Data records
....

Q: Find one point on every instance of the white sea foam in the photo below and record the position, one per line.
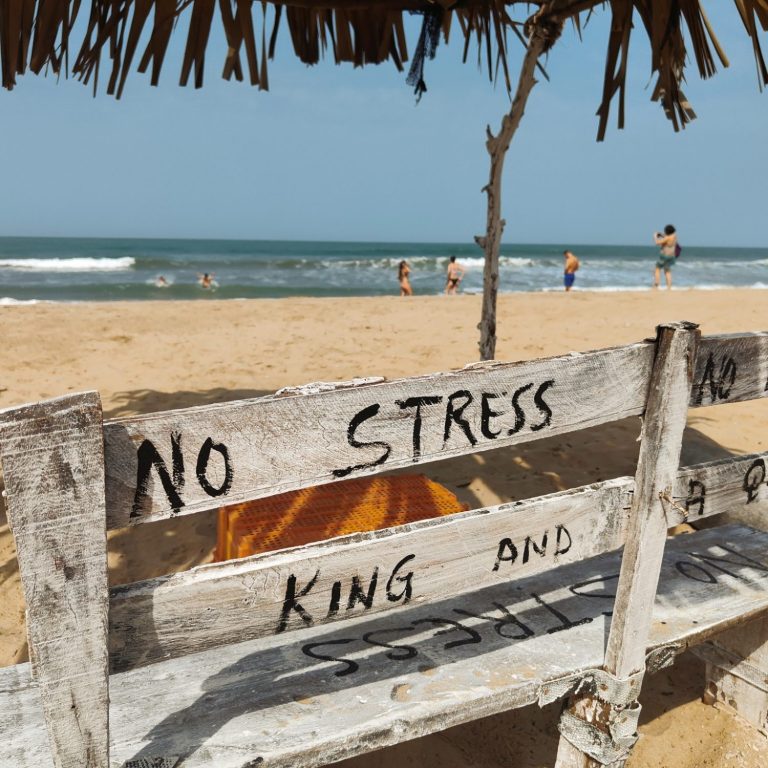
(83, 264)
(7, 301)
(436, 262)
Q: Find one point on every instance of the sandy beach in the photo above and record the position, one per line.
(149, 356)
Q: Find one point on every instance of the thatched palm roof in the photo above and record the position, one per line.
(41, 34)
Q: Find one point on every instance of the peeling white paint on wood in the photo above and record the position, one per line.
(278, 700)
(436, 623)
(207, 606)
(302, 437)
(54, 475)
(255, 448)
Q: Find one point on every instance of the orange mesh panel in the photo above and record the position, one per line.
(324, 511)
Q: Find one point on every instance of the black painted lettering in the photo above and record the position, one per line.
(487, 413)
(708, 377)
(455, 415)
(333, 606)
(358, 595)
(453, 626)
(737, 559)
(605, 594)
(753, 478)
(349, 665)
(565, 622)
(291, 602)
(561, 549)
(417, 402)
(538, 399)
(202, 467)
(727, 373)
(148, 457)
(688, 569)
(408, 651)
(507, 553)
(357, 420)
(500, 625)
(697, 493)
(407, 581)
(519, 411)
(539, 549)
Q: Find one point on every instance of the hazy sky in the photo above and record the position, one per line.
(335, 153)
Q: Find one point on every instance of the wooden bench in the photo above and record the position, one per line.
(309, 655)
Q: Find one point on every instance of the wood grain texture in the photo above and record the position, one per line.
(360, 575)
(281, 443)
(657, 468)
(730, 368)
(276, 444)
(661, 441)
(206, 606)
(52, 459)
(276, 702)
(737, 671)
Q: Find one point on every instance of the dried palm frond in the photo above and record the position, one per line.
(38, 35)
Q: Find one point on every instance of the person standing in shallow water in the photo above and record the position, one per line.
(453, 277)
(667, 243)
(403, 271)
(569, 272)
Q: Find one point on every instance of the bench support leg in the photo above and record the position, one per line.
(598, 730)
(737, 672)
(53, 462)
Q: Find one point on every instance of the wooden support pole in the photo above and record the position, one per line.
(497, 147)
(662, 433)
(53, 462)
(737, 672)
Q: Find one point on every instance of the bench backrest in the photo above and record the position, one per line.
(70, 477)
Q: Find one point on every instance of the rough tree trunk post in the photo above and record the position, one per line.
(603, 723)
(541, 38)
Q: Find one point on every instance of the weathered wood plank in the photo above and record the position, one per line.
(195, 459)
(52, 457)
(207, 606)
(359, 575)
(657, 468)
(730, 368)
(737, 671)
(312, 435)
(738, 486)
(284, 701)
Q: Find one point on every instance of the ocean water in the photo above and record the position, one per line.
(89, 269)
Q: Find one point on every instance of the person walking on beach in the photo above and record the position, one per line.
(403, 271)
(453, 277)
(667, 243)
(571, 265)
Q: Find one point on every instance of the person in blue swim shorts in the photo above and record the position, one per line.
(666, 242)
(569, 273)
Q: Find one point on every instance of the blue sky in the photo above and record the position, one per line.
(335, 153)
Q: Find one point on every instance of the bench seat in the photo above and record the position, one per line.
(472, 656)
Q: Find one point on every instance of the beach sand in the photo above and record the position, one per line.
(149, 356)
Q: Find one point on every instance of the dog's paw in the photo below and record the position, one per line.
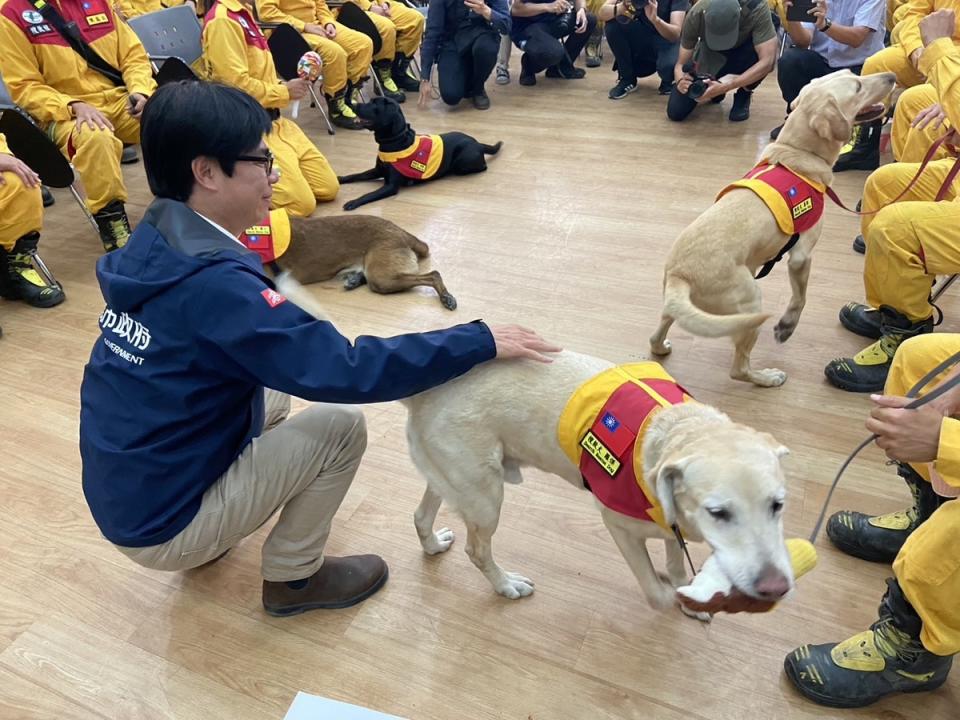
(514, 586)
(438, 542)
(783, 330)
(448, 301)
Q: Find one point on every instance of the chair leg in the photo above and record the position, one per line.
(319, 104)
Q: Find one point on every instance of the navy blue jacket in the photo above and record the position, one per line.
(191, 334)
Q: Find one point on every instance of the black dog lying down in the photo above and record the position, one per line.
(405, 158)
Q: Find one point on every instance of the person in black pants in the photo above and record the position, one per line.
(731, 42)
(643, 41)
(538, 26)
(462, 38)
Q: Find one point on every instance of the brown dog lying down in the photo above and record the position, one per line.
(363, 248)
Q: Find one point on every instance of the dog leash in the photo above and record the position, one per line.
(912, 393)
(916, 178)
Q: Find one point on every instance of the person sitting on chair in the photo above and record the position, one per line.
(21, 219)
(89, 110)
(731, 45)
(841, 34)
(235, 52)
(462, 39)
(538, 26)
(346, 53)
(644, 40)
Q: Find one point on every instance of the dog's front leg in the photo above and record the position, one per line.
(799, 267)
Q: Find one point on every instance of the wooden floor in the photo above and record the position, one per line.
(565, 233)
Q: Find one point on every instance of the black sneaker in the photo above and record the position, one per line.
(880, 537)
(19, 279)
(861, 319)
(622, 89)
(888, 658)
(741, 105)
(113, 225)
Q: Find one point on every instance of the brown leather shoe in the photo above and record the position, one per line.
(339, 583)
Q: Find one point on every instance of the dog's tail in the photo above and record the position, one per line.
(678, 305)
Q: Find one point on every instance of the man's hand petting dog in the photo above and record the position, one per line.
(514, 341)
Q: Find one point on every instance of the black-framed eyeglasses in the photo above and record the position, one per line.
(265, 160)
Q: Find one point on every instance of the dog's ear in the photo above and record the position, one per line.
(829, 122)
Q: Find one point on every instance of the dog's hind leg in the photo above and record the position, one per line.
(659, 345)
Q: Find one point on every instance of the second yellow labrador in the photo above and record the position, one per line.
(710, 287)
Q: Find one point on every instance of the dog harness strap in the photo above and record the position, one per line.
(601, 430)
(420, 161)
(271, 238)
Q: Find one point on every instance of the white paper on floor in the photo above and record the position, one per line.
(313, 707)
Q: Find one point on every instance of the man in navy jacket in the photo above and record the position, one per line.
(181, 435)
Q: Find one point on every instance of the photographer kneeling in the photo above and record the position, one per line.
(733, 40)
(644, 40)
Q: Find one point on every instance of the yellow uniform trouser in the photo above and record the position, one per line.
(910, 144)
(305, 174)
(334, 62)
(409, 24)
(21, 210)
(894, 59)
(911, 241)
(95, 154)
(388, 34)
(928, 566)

....

The line containing "Q: Find one point on every instance of the second" and every line after it, up to and including the last line of the records, should be reproduced exactly, with nothing else.

SOLUTION TO THIS PROBLEM =>
Q: Find one point on every instance of the second yellow labrador in the photo above and record the position, one per line.
(710, 287)
Q: Find one point on every instance of the dog harness strap in the photo above and record the position, one per line.
(601, 430)
(420, 161)
(271, 238)
Q: Find one point on every instance of the white paper on floor in the photo above and record the position, one per line.
(313, 707)
Q: Find one point on every instance of the man in navy jacket in the photo above and record the position, one per line.
(181, 435)
Q: Find one point on every instance of the photographer kneeling in the photo above and record the position, one per line.
(733, 40)
(644, 40)
Q: Find one point on every instance of the yellow uniform trouser in the photo above and record the position, one per line.
(910, 144)
(305, 174)
(334, 62)
(409, 24)
(21, 210)
(894, 59)
(911, 241)
(95, 154)
(388, 34)
(928, 566)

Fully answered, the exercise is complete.